> [Provided data]
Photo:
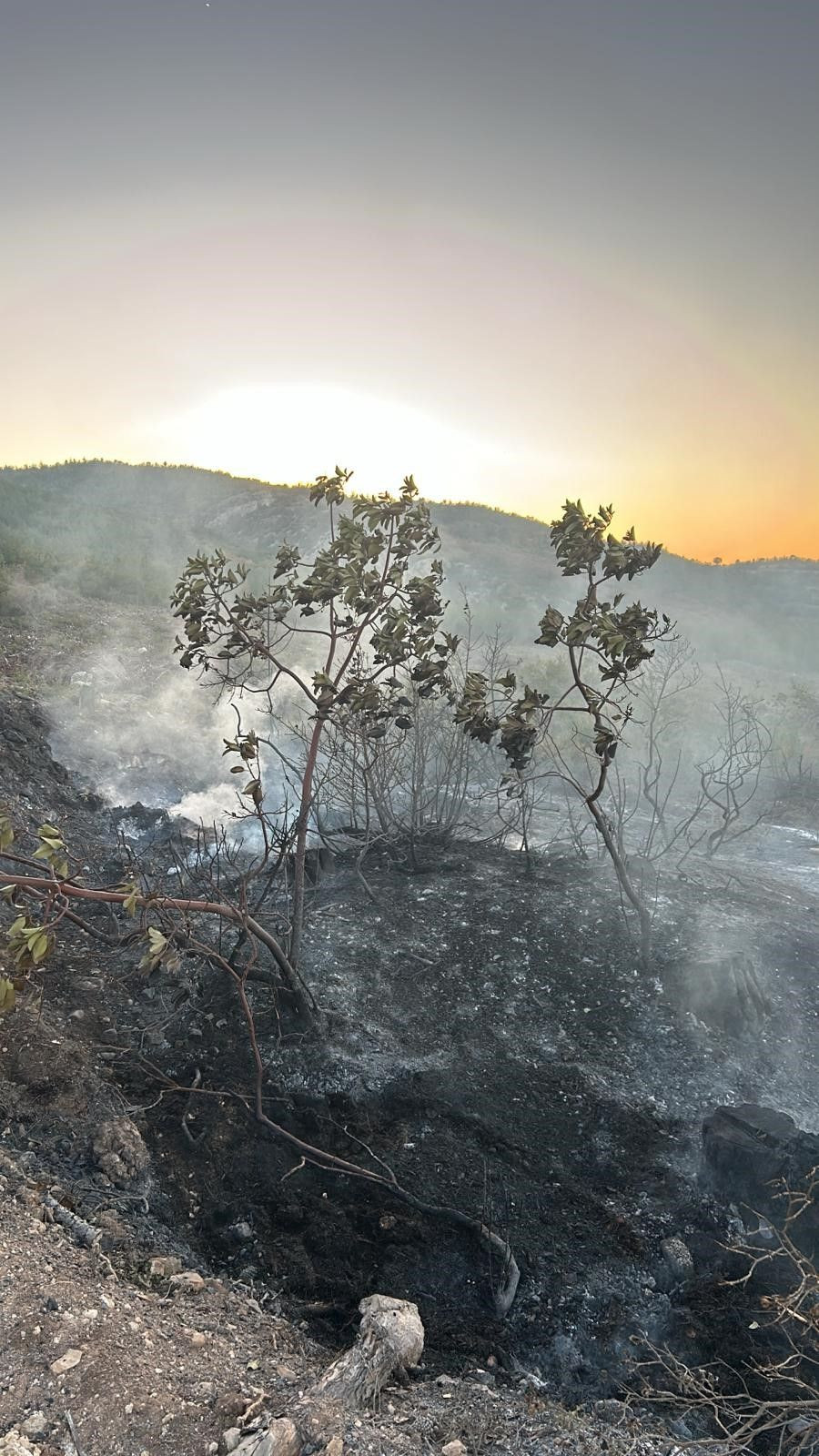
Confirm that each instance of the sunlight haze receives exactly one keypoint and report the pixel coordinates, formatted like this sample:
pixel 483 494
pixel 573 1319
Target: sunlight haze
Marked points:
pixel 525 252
==
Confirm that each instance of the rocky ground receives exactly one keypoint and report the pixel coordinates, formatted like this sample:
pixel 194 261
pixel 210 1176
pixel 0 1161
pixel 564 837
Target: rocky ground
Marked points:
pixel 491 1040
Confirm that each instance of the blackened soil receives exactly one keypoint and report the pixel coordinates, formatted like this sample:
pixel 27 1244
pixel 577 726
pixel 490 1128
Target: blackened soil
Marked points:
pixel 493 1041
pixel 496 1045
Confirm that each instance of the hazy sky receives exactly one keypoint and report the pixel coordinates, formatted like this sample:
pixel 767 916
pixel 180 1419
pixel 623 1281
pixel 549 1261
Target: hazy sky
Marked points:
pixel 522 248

> [What the task requires] Present the items between the lines containing "Confirm that each instance of the blackened" and "pixel 522 248", inclusive, as a numbered list, omitting blank lines.

> [Correct response]
1. Confirm that each instance of the blackened soil receives exactly one keypoint and report the pixel coordinates, formatted like this sample:
2. pixel 27 1244
3. pixel 577 726
4. pixel 490 1128
5. Target: blackened soil
6. Marked points:
7. pixel 493 1041
8. pixel 496 1045
9. Confirm that each instance of the hazy sky receives exactly one keypoint and report the pixel coordinates, formatted like this sample:
10. pixel 767 916
11. pixel 180 1419
12. pixel 623 1281
13. pixel 549 1261
14. Target: hazy sky
15. Marked points:
16. pixel 522 248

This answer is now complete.